--- begin DATA LISTING ---

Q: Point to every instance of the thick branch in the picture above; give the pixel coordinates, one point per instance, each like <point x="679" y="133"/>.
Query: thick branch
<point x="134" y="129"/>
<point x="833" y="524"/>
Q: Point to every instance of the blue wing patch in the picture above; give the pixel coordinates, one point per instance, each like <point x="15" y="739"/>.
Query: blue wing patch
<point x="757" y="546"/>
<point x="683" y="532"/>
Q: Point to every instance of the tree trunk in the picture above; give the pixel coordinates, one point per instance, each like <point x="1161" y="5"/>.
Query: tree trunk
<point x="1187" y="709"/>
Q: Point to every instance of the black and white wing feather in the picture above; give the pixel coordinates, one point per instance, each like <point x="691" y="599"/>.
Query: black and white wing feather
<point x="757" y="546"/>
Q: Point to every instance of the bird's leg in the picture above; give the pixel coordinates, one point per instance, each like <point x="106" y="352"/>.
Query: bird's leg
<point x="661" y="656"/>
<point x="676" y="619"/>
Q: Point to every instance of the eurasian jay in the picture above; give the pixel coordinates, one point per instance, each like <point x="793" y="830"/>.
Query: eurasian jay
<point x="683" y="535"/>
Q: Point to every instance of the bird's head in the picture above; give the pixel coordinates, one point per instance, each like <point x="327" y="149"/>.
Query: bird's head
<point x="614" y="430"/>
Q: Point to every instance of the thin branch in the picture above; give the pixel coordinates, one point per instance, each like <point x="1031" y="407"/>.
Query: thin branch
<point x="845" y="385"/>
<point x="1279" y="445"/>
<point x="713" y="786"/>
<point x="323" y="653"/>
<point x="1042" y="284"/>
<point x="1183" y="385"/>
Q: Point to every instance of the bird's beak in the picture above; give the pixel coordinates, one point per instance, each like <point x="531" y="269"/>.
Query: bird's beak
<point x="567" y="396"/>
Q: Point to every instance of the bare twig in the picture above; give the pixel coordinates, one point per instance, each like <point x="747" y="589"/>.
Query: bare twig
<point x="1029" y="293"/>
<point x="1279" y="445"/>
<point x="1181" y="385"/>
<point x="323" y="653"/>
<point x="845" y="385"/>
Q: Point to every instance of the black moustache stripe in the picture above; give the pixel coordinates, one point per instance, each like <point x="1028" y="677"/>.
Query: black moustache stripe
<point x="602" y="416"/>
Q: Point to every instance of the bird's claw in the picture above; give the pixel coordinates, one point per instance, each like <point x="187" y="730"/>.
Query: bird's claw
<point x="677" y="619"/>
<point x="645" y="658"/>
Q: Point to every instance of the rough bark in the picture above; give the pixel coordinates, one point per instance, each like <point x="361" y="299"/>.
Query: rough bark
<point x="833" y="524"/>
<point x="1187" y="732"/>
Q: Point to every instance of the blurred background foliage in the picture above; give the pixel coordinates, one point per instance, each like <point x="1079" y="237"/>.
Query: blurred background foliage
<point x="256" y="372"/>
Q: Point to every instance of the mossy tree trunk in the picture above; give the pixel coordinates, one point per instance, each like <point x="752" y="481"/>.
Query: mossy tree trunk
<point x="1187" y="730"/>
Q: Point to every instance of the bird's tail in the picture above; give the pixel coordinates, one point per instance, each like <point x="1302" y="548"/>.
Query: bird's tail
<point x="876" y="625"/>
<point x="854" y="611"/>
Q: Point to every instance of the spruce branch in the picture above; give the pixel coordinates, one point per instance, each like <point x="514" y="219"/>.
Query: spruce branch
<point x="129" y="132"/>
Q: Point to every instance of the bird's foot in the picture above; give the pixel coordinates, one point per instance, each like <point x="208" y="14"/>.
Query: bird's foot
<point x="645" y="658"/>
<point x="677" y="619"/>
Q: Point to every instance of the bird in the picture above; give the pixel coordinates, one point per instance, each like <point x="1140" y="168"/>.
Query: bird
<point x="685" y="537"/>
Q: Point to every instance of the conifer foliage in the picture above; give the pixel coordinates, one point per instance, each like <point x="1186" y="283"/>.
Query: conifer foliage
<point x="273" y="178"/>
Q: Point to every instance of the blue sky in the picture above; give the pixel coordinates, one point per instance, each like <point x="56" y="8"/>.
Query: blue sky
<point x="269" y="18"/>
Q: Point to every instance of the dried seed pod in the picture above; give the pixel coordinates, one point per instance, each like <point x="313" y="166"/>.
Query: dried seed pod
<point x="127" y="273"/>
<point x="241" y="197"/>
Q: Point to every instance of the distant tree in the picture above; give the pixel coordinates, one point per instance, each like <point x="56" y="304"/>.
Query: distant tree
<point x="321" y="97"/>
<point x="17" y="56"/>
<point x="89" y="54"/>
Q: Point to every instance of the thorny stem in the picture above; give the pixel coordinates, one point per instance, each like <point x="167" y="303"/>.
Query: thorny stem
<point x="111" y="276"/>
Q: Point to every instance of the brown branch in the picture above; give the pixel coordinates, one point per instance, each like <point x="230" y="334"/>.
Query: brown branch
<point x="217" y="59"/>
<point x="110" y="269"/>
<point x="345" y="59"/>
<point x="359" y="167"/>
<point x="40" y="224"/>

--- end DATA LISTING ---

_EXERCISE PROMPT_: Include both ends. Return the line holding "Q: Point to every instance of the distant" and all lines after it in the records above, exactly as written.

_ANSWER BELOW_:
Q: Point to every instance of the distant tree in the picture above; give the pixel coordinates, one point per instance, each like <point x="56" y="304"/>.
Query: distant tree
<point x="321" y="97"/>
<point x="17" y="56"/>
<point x="89" y="54"/>
Q: Point to every instance of the thorny stem in the picture above; give the pixel coordinates, one point per instance, each like <point x="167" y="303"/>.
Query: thorny stem
<point x="111" y="276"/>
Q: Point to every instance of the brown branch in the picture above; give the pixel coordinates, one point per instance, each like <point x="230" y="334"/>.
Query: brown branch
<point x="217" y="59"/>
<point x="110" y="269"/>
<point x="345" y="59"/>
<point x="359" y="167"/>
<point x="40" y="224"/>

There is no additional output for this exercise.